Items from a dataset
Start
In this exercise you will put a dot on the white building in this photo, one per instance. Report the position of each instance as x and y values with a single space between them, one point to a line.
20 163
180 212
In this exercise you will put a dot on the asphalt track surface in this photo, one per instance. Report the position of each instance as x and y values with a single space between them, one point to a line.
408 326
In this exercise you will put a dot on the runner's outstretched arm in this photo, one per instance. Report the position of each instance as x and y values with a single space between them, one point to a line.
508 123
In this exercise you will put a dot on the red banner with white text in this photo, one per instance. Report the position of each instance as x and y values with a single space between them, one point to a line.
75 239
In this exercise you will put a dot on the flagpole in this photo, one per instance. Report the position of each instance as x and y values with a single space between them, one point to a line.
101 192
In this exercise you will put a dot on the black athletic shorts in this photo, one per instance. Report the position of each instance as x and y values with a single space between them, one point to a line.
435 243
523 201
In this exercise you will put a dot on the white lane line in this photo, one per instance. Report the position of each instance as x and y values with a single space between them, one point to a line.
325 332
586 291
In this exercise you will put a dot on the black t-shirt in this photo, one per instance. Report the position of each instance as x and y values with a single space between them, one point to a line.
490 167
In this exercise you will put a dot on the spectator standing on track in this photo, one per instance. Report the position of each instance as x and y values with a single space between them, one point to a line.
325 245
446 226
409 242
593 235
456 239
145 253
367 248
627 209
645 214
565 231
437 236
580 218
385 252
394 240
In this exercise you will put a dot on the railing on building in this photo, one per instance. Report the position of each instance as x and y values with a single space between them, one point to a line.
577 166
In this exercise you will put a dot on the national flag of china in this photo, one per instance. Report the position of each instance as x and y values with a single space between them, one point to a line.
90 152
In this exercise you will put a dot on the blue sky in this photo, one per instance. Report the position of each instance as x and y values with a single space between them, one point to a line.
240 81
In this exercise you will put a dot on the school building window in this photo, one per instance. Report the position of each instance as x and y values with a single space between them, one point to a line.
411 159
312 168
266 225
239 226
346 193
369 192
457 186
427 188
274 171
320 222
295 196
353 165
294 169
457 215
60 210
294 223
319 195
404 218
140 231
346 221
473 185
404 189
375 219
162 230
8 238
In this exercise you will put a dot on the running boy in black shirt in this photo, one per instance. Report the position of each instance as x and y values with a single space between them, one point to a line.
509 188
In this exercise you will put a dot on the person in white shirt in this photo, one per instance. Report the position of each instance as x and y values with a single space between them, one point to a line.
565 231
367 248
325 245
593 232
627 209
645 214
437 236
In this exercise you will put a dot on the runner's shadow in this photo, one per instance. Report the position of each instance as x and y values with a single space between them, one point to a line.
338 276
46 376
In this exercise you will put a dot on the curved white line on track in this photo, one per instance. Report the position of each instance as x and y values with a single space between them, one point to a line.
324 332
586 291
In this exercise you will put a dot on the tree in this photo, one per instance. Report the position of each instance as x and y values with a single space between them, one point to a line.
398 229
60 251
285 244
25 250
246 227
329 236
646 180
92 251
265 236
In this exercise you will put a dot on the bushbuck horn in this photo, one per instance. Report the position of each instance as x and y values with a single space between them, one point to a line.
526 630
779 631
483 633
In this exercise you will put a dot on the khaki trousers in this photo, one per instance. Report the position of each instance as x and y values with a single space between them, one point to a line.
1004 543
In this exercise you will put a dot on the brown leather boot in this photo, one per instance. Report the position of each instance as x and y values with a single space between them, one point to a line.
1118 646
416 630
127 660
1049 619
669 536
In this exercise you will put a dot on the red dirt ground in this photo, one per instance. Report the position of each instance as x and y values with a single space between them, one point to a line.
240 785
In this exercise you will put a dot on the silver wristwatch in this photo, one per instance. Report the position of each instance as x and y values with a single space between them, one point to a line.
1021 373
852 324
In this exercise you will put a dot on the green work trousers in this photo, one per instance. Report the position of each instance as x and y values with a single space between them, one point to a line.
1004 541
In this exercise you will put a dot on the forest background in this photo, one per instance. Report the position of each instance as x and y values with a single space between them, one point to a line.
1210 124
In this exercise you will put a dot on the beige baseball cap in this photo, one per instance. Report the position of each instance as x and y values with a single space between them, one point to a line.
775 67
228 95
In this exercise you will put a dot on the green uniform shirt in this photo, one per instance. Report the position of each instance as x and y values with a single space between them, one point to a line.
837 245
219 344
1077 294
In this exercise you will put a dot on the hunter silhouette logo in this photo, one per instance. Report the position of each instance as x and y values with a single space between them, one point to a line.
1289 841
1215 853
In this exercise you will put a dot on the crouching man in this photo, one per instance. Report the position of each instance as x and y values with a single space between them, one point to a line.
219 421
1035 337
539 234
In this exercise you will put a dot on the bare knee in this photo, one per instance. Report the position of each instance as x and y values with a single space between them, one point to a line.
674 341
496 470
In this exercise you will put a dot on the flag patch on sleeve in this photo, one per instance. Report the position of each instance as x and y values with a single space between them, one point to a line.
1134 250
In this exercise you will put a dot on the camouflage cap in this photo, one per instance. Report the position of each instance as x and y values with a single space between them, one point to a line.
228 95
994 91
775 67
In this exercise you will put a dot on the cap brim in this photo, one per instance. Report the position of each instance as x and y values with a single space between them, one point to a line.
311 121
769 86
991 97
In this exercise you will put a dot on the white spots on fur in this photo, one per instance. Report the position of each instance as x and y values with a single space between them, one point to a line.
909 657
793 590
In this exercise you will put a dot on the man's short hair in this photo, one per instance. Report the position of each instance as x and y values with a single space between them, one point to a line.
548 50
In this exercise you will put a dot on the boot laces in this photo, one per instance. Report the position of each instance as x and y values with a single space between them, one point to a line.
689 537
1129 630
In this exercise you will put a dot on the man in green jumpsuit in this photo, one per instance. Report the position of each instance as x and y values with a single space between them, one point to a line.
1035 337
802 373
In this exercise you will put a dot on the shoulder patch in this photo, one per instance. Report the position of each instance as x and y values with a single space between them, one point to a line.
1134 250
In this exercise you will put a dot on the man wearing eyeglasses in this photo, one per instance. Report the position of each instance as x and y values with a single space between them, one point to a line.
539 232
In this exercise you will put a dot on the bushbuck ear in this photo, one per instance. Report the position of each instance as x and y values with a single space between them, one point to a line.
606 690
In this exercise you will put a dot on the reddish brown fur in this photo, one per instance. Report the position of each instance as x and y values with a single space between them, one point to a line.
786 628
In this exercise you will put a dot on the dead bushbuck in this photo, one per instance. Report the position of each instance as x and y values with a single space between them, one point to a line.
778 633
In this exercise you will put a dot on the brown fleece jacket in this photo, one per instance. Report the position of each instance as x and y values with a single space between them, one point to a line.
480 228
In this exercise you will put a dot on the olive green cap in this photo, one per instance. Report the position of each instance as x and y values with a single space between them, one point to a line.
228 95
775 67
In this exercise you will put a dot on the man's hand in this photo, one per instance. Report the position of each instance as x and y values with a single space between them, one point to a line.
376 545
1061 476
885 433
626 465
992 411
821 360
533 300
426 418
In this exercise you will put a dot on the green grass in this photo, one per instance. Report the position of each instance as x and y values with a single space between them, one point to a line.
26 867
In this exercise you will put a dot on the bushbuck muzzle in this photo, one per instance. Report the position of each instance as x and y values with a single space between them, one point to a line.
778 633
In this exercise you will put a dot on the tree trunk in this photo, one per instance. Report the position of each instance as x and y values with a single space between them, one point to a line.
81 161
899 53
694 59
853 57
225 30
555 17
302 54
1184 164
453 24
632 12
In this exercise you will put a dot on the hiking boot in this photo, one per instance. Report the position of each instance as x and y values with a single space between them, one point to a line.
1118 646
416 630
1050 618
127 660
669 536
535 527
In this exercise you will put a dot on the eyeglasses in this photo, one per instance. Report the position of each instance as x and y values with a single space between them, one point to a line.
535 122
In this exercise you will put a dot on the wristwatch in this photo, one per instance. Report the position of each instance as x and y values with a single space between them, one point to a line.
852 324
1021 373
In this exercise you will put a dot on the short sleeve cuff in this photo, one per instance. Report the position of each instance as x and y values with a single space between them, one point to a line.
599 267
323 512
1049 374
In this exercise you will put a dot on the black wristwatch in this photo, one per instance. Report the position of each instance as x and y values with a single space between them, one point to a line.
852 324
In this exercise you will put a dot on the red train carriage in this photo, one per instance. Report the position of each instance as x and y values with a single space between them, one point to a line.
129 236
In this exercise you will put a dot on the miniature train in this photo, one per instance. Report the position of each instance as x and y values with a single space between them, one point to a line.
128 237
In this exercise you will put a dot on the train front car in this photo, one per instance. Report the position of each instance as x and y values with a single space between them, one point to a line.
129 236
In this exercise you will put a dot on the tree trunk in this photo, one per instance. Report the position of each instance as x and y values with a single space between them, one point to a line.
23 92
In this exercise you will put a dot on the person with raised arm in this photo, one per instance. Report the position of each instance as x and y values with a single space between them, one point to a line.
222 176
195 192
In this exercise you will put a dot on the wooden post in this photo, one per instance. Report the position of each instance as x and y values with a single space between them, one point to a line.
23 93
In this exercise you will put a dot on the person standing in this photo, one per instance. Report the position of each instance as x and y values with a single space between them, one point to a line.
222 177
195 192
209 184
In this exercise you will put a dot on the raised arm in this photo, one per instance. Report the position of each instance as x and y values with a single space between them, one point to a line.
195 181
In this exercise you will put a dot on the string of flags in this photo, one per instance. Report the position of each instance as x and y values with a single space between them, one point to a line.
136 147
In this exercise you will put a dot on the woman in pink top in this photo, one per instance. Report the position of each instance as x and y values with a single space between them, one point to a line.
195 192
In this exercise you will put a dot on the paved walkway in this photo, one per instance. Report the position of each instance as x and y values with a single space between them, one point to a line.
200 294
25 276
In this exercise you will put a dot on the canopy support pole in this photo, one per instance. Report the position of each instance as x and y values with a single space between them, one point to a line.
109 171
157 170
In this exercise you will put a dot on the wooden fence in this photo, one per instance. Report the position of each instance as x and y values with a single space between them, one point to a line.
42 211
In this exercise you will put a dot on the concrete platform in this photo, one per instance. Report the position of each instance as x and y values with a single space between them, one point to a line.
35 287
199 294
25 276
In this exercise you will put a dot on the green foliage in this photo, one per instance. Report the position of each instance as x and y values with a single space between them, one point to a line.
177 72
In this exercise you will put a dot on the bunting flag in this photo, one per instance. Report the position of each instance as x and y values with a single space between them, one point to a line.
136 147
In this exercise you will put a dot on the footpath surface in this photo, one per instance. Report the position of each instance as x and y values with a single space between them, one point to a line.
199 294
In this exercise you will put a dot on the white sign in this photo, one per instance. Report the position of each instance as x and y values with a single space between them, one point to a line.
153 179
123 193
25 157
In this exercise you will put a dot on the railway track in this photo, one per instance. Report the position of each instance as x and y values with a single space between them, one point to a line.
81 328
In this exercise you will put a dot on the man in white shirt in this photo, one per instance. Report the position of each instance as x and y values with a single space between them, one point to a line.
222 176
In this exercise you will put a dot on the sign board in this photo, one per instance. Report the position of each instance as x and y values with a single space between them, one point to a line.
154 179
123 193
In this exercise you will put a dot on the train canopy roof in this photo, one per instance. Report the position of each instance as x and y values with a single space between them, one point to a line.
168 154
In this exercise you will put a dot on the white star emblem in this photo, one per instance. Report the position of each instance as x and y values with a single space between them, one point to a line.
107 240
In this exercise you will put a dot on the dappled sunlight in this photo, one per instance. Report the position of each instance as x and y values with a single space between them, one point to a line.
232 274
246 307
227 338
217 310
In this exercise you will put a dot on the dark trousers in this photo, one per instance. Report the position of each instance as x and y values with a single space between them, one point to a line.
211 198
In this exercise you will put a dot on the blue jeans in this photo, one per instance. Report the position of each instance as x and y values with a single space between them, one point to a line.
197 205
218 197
End
(Directions for this task): Everything from the line containing "In this exercise you will put a dot on the sign" through the final line of the listing, inclusive, must be reproduced exactly; leave out the rest.

(Result below):
In this exercise you will put a dot on the sign board in this photo, one per instance. Report the position of each instance as x and y values with a single space between them, one point to a line.
154 179
123 193
In this exercise you will put a dot on the train canopy roof in this photo, one per instance. Report the position of each instance as x and y values with a single space between them, one point to a line.
168 154
In this exercise you will put a dot on the white star emblem in this photo, one per instance. Report the position of each instance as x and y values with a single space between them, one point to a line.
107 240
In this exercise you will put a dot on the dappled sunlight in this photo, one per instance. Report the position of each instance as x and y values with a single space between them, one point to a line.
232 274
246 307
227 338
217 310
In this exercise you will put a dot on the dark trousers in this photo, one per instance. Report the position of each instance as x and y values with a single space between them, one point to a line.
211 198
In this exercise you will put a dot on the blue jeans in this photo, one per instance. Report the position of each instance as x and y values with a single space between them, one point to a line.
197 205
218 197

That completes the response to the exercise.